JIM LEHRER: President Obama faced a critical moment today on his new Afghan war strategy, after a three-month review. He planned to address the nation tonight from the U.S. Military Academy at West Point, New York.
Gwen Ifill has our lead story report.
GWEN IFILL: The president is expected to announce tonight that he’s sending 30,000 additional American troops to Afghanistan, with the first contingent on their way by Christmas. Those first Marines are bound for Helmand Province in southern Afghanistan, a Taliban stronghold.
Marine Captain Andrew Terrell is there now.
CAPT. ANDREW TERRELL: We’re going to change the dynamic in the area by bringing more forces in here, expanding our influence, and making this area secure enough where people feel comfortable to move back into this part of the town.
GWEN IFILL: The president is also expected to ask NATO allies for at least 5,000 additional soldiers. That would bring the total number of foreign troops in Afghanistan to almost 150,000, including 100,000 Americans.
Tonight’s address will include a plan for U.S. forces to begin leaving Afghanistan before the president’s first term ends.
White House Press Secretary Robert Gibbs described the exit strategy this morning.
ROBERT GIBBS: We’re not going to be there forever, and this can’t be open-ended. We have to talk about transitioning our forces out and putting forward the Afghans to provide their own security and stability.
GWEN IFILL: Many of the new American units will focus on building Afghan security. The NATO command will train Afghan soldiers and police, with the goal of having 230,000 in place by next October.
On the streets of Kabul today, some said that is the right focus.
NAZIR AHMAD: Increasing foreign troops in Afghanistan will not change anything. It will remain the same as usual. It would be better to strengthen the Afghan people, national army and police, because every country is rebuilt by its own people.

☆ ☆ ☆ ☆

### Tasks to complete
1. Recast the stretch of the Afghanistan news transcript from "GWEN IFILL: The president is also" through "strategy this morning.", putting "partners" in place of "allies".
2. Carry the Afghanistan news transcript forward from its last line.

☆ ☆ ☆ ☆

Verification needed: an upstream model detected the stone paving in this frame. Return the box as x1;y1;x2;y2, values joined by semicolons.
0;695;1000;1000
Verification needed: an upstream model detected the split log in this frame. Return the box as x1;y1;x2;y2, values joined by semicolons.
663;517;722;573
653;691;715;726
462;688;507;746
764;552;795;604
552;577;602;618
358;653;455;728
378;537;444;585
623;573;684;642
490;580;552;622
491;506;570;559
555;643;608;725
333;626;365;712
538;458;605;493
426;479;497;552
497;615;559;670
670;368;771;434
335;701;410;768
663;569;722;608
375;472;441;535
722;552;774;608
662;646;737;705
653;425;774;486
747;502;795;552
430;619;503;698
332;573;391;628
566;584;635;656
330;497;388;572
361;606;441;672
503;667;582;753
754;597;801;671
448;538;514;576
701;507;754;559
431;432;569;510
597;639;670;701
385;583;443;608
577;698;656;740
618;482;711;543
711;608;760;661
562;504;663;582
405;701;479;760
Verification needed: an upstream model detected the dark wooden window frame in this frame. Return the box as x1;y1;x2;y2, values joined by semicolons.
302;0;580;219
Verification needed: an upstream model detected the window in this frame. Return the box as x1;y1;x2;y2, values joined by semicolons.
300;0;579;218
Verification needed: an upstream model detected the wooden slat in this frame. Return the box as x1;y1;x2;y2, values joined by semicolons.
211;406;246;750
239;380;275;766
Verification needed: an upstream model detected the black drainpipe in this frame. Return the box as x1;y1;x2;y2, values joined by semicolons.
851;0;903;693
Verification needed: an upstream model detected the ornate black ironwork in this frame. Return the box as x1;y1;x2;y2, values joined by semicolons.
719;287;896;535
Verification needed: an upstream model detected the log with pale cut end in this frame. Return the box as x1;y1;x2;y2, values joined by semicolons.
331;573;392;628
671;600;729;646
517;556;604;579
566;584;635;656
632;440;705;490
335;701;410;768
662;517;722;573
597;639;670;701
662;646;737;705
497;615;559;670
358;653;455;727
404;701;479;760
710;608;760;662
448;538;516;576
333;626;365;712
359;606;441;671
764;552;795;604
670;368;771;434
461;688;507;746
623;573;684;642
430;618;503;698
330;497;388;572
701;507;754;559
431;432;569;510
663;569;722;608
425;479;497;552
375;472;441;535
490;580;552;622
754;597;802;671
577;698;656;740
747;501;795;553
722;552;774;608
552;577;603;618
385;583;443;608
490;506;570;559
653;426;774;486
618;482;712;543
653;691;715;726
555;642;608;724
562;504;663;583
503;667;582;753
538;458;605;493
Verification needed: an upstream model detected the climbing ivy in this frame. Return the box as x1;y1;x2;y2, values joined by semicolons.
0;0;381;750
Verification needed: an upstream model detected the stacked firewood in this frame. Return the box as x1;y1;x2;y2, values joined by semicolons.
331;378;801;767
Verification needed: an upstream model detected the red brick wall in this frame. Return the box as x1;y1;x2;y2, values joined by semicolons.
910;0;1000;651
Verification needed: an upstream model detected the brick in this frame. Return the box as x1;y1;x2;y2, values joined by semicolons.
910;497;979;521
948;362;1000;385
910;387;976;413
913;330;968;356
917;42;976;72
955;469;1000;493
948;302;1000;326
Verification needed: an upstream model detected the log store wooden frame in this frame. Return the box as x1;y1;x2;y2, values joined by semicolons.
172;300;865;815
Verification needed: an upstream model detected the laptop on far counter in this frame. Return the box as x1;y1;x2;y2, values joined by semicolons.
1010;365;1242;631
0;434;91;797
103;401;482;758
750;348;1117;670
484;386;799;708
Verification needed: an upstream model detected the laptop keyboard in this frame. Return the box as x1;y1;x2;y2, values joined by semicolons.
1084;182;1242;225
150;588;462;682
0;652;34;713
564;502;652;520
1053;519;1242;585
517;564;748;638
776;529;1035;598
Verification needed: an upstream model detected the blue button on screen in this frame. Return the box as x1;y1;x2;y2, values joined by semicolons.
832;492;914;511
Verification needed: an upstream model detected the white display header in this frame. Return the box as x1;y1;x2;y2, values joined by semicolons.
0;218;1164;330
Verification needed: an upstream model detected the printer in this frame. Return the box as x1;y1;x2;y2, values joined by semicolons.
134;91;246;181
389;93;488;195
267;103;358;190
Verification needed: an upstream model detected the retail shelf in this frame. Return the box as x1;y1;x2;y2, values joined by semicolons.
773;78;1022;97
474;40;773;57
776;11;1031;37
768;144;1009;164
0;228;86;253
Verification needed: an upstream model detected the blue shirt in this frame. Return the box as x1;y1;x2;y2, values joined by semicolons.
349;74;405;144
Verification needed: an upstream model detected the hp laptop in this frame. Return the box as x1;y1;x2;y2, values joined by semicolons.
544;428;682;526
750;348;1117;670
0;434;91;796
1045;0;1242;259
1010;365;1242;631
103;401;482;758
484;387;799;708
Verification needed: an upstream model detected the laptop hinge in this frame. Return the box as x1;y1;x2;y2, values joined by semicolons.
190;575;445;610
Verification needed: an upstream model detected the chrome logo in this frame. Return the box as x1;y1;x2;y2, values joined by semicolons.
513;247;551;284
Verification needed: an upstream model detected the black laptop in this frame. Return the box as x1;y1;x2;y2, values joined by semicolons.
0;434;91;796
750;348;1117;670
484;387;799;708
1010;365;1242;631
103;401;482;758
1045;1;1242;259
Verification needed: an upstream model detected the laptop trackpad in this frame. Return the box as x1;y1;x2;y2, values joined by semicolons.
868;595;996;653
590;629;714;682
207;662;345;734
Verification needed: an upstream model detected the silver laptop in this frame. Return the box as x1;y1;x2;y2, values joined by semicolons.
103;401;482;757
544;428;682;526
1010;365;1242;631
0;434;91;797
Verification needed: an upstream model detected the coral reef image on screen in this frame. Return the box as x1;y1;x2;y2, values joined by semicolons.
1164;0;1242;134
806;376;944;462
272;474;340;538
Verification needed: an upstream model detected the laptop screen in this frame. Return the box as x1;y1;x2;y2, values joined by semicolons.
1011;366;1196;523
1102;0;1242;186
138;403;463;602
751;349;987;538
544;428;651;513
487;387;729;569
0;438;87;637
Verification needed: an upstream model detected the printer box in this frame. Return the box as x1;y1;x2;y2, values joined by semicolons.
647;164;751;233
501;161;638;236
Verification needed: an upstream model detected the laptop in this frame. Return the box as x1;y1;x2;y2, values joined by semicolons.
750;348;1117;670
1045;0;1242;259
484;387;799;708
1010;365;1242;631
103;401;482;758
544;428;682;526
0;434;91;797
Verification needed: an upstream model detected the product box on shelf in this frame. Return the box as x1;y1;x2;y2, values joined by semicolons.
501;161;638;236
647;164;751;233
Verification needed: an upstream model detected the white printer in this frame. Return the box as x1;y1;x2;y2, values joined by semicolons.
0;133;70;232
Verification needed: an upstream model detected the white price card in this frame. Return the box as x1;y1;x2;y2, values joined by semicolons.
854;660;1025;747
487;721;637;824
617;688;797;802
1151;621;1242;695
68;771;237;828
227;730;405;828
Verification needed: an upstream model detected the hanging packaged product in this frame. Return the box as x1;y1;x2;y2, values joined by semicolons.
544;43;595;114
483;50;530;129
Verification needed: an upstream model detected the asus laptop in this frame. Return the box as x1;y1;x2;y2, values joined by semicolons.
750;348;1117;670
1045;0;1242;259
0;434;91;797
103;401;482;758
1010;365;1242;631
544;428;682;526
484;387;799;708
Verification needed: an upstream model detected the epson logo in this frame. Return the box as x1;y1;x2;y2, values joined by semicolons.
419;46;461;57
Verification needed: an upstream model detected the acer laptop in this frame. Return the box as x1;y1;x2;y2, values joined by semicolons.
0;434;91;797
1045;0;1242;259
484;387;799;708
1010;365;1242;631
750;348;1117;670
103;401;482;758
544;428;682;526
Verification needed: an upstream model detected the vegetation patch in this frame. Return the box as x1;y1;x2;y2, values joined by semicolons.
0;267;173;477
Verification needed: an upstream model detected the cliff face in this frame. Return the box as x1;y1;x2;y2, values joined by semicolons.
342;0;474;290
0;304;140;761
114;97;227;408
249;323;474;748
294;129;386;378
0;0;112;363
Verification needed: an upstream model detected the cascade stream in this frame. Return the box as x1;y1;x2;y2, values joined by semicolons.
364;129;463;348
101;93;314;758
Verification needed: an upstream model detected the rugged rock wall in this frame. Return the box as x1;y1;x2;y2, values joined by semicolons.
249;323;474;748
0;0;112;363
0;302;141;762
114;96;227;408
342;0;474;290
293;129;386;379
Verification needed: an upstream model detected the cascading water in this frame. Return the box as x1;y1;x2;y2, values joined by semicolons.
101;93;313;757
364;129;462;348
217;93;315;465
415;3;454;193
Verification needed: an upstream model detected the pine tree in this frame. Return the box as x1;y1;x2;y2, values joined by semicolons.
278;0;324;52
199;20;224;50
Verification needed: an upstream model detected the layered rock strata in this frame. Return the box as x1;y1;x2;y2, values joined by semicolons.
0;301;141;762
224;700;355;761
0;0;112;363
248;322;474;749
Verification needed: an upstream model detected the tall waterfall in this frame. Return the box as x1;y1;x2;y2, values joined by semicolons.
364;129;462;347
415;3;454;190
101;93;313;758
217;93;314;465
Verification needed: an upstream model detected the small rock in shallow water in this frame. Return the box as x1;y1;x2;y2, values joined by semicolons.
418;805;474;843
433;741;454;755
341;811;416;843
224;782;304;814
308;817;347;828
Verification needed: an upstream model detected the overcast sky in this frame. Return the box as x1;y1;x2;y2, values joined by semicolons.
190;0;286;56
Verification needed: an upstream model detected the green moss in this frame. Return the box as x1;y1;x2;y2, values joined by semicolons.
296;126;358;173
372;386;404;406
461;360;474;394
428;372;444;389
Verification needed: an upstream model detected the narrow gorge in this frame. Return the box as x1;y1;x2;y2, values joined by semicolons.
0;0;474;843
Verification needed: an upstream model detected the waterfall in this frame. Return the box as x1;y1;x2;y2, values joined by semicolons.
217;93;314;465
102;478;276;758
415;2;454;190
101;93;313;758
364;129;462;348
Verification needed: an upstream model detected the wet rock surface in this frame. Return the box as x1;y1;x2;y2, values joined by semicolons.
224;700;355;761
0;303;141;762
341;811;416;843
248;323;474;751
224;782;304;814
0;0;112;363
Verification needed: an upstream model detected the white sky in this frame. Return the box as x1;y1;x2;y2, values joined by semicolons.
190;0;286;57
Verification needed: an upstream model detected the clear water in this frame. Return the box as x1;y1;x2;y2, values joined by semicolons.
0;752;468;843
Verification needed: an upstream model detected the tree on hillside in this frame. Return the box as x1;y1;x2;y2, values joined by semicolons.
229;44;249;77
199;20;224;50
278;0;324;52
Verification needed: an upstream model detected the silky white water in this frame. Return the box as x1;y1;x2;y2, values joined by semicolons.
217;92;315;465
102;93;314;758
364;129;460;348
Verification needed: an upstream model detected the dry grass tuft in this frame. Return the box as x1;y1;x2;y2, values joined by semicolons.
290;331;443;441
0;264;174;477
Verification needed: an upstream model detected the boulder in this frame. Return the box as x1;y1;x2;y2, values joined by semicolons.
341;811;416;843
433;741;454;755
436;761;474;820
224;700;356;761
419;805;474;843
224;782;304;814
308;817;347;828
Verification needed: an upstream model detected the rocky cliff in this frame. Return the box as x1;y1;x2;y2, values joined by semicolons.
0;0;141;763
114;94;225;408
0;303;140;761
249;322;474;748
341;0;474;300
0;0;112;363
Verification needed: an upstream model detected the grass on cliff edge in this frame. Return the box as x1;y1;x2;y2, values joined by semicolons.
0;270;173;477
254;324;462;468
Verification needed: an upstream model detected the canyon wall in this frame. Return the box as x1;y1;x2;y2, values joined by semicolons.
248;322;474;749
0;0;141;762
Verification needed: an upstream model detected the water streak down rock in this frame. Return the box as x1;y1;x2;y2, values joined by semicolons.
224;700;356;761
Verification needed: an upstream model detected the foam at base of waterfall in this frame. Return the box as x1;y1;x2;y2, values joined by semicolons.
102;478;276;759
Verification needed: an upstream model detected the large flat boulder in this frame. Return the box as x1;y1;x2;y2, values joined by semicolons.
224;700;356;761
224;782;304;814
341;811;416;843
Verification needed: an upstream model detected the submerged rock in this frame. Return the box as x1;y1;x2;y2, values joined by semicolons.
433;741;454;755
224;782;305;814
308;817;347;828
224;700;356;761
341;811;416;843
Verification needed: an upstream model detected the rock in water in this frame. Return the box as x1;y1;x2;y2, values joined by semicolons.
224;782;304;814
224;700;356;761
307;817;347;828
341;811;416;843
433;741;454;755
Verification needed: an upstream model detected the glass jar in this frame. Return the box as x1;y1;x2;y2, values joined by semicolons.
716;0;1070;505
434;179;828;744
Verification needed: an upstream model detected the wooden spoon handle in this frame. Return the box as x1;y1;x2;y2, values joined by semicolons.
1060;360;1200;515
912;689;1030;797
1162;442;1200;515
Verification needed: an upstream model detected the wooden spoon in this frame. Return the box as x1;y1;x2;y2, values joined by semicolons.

☆ ☆ ☆ ☆

### Expected responses
1.
GWEN IFILL: The president is also expected to ask NATO partners for at least 5,000 additional soldiers. That would bring the total number of foreign troops in Afghanistan to almost 150,000, including 100,000 Americans.
Tonight’s address will include a plan for U.S. forces to begin leaving Afghanistan before the president’s first term ends.
White House Press Secretary Robert Gibbs described the exit strategy this morning.

2.
GWEN IFILL: Afghan President Hamid Karzai was briefed on the new U.S. plan in an hour-long videoconference with President Obama.
But Mr. Obama must also persuade U.S. lawmakers that the wider Afghan effort is worth it. And it was clear today that could be a tough sell, especially in the president’s own party.
Massachusetts Democratic Congressman Jim McGovern:
REP. JIM MCGOVERN, D-Mass.: I want to first commend the president for thinking long and hard about — about this issue. And that kind of deliberation is a welcome change from the previous administration. Unfortunately, if the reports are true, I believe he has reached the wrong conclusion.
Mixed reactions from lawmakers
GWEN IFILL: Most Republicans have urged the president to send more troops.
But Arizona Senator John McCain, Mr. Obama's opponent in last fall's election, offered a mixed review.
SEN. JOHN MCCAIN, R-Ariz.: The way that you win wars is to break the enemy's will, not to announce dates that you are leaving. I am pleased that we are sending an additional 30,000 troops, apparently, and there is a strategy that -- for the military action that I think will succeed, modeled on the surge in Iraq.
GWEN IFILL: The cost of the war effort also loomed today as a growing issue. Republican Congressman Walter Jones represents a North Carolina district that includes the huge Marine base at Camp Lejeune.
REP. WALTER JONES, R-N.C.: When we were home during the Thanksgiving holidays, I can not tell you the number of people -- and I'm not exaggerating -- that said, what are we trying to accomplish in Afghanistan? How about our country? We can't even fix the streets in your district, Congressman.
We need to start thinking about that. The cost of this is astronomical. The cost to the wounded, both physically and mentally, is going to be astronomical. We have got to have an end point to what we're trying to accomplish.
GWEN IFILL: In the Senate, Majority Leader Harry Reid said, Democrats understand the need to address war costs.
SEN. HARRY REID, D-Nev., majority leader: I'm very happy, for the first time since all this war stuff started, we have made a decision to pay for things. As you know, we have been responsible. We included the war funding in our budget.
GWEN IFILL: But Senator Carl Levin, who chairs the Armed Services Committee, said he thinks a separate spending bill will be needed next year to pay for it all.
Congressional leaders also met late this afternoon with the president at the White House, before he headed off to West Point.
And we're joined now by two lawmakers just back from that White House meeting, Congresswoman Nita Lowey, a Democrat from New York who chairs the Foreign Operations Subcommittee of the House Appropriations Committee, and congressman Ileana Ros-Lehtinen -- I'm sorry -- Ileana Ros-Lehtinen from Florida, who is the senior Republican on the Foreign Affairs Committee.
Congresswoman Ros-Lehtinen, since I fumbled your name, I will start with you.
REP. ILEANA ROS-LEHTINEN, R-Fla.: I do it every day. Don't worry about it.
Too early to announce withdrawal
GWEN IFILL: Great.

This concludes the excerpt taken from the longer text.